Série d'exercices —
a) D'après le texte sur Statistique Canada, quel nouvel organisme le budget de 2018 a-t-il financé ?
b) Poursuivez le texte sur Statistique Canada à la suite de sa dernière phrase.

Texte du document —
----

Enfin, on pouvait lire ceci dans le budget de 2018 : « Afin d’obtenir des données plus inclusives sur les sexes et les genres, les fonctionnaires de Statistique Canada collaborent avec les organisations LGBTQ2 en vue d’ajuster les questions et les choix de réponses du Recensement de la population pour mieux tenir compte de la façon dont les gens s’identifient, par exemple, en permettant aux répondants de répondre de manière non binaire. Ce choix fournira des renseignements essentiels pour comprendre les besoins des Canadiens LGBTQ2 et y répondre. »

Le budget de 2018 a également accordé des fonds à Statistique Canada pour créer un nouvel organisme, le Centre des statistiques sur le genre, la diversité et l’inclusion, chargé de mettre en œuvre un carrefour de données pour l’analyse comparative entre les sexes plus (ACS+) pour appuyer l’élaboration de politiques et de processus décisionnels fondés sur des données probantes tant au sein du gouvernement fédéral qu’à l’extérieur.

Au cours des dernières années, les provinces et les territoires du Canada ont aussi apporté des modifications pour permettre aux citoyens et citoyennes de changer la mention du sexe sur certains documents officiels, comme l’acte de naissance.

3. Contexte international

En tenant compte du contexte national, Statistique Canada déploie tous les efforts possibles pour respecter les recommandations de la Commission économique pour l’Europe des Nations Unies (CEE-ONU) en ce qui concerne les recensements. Il agit comme intervenant clé au sein des groupes de travail qui examinent régulièrement ces recommandations.

----

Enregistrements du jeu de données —
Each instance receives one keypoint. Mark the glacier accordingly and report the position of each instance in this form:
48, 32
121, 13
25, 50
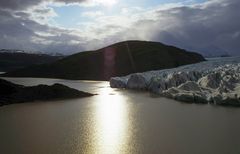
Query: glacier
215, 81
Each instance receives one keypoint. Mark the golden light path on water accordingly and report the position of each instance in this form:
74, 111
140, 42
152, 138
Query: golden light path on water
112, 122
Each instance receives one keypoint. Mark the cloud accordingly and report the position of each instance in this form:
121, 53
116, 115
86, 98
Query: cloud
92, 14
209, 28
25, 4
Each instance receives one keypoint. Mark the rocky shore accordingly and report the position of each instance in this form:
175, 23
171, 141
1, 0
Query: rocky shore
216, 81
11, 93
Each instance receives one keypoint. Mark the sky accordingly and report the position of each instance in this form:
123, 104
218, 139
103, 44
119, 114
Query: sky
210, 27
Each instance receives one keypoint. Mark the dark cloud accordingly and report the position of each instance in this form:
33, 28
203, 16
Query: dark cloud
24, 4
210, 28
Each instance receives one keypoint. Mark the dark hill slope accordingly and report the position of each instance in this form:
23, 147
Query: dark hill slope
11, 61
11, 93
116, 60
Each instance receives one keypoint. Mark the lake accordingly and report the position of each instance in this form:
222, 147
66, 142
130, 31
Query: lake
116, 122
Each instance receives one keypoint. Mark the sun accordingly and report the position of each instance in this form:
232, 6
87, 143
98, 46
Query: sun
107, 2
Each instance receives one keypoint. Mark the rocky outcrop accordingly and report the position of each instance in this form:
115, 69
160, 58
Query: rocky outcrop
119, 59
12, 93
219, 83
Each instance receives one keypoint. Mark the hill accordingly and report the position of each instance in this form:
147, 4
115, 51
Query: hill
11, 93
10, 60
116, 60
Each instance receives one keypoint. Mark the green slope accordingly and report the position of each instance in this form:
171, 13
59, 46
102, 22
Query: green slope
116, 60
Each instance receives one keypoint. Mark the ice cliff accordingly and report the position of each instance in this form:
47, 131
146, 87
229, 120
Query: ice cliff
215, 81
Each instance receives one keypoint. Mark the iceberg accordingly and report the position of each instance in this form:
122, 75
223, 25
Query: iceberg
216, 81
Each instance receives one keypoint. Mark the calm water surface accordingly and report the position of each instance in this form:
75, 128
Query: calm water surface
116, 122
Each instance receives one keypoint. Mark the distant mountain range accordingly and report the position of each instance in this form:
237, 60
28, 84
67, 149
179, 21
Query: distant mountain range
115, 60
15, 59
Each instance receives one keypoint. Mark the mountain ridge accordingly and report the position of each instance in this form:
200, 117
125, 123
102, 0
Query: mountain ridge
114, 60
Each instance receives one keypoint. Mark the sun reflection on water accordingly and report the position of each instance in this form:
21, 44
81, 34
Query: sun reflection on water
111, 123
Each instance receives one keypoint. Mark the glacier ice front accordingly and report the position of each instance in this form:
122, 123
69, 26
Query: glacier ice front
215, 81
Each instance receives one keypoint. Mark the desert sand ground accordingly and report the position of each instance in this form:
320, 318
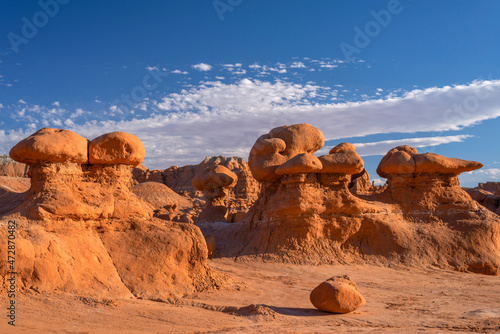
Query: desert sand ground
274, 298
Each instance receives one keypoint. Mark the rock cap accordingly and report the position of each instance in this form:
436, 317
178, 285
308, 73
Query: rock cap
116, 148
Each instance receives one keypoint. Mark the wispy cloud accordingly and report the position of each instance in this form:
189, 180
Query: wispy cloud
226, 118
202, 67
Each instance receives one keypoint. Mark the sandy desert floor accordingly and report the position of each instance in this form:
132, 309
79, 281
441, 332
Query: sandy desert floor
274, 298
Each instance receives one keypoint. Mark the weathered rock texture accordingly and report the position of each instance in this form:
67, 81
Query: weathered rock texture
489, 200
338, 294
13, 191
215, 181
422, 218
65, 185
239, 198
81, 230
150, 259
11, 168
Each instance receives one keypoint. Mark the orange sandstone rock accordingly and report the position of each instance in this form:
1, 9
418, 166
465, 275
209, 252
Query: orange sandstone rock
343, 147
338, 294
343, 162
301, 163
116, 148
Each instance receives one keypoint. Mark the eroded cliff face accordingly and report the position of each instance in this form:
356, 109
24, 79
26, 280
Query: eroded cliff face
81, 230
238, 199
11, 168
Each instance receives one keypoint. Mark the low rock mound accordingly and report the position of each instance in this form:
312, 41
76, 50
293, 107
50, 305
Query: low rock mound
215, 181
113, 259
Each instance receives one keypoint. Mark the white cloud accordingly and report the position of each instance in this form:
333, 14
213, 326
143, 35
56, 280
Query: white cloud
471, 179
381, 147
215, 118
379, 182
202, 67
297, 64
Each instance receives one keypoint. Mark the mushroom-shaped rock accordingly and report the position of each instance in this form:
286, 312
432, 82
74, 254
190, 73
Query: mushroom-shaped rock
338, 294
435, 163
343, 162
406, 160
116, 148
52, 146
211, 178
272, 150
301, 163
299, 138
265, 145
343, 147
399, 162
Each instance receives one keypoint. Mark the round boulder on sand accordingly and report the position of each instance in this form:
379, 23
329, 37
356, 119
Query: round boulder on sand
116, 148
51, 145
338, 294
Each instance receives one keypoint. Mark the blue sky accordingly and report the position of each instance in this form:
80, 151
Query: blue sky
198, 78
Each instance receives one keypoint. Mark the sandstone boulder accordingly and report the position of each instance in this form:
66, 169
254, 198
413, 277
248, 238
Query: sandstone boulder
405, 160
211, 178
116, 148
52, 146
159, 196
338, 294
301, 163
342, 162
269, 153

----

Corrigé des exercices —
a) Le Centre des statistiques sur le genre, la diversité et l'inclusion.

b)
À l’heure actuelle, il n’existe aucune norme internationale officielle en ce qui concerne l’identité ou l’expression de genre. Cependant, certains organismes nationaux de statistique ont commencé à élaborer des outils et des méthodes de collecte pour mesurer le genre.

En 2019, à la demande de la Conférence des statisticiens européens de la CEE-ONU, Statistique Canada, avec l’appui de l’Office for National Statistics du Royaume-Uni, a mené un Examen approfondi de la mesure de l’identité de genre dans lequel les questions et les défis concernant la mesure de l’identité de genre sont résumés. Statistique Canada continue de collaborer étroitement avec ses partenaires internationaux afin de créer des normes internationales sur le sexe et le genre, en plus de formuler des recommandations en ce qui concerne la manière de mesurer ces variables dans les recensements, les enquêtes et les dossiers administratifs.

4. Lacunes statistiques actuelles

À l’heure actuelle, il existe très peu de renseignements statistiques sur la communauté transgenre, y compris la population non binaire, au Canada. La plupart de ces statistiques sont tirées d’études universitaires réalisées dans des domaines particuliers (comme la santé) et elles ne peuvent être facilement désagrégées selon des caractéristiques sociodémographiques ou des régions géographiques.

Le manque de données sur les minorités de genre est perçu par de nombreux spécialistes — comme ceux du Williams Institute aux États-Unis et des universitaires au Canada — comme une limite qui nuit à la compréhension des expériences de cette population par les gouvernements, les organisations non gouvernementales et les chercheurs. Sans données sur cette population, il est difficile pour les gouvernements, les prestataires de service et d’autres institutions de créer des programmes et des politiques qui tiennent compte des préoccupations et des besoins de cette communautéNote 1.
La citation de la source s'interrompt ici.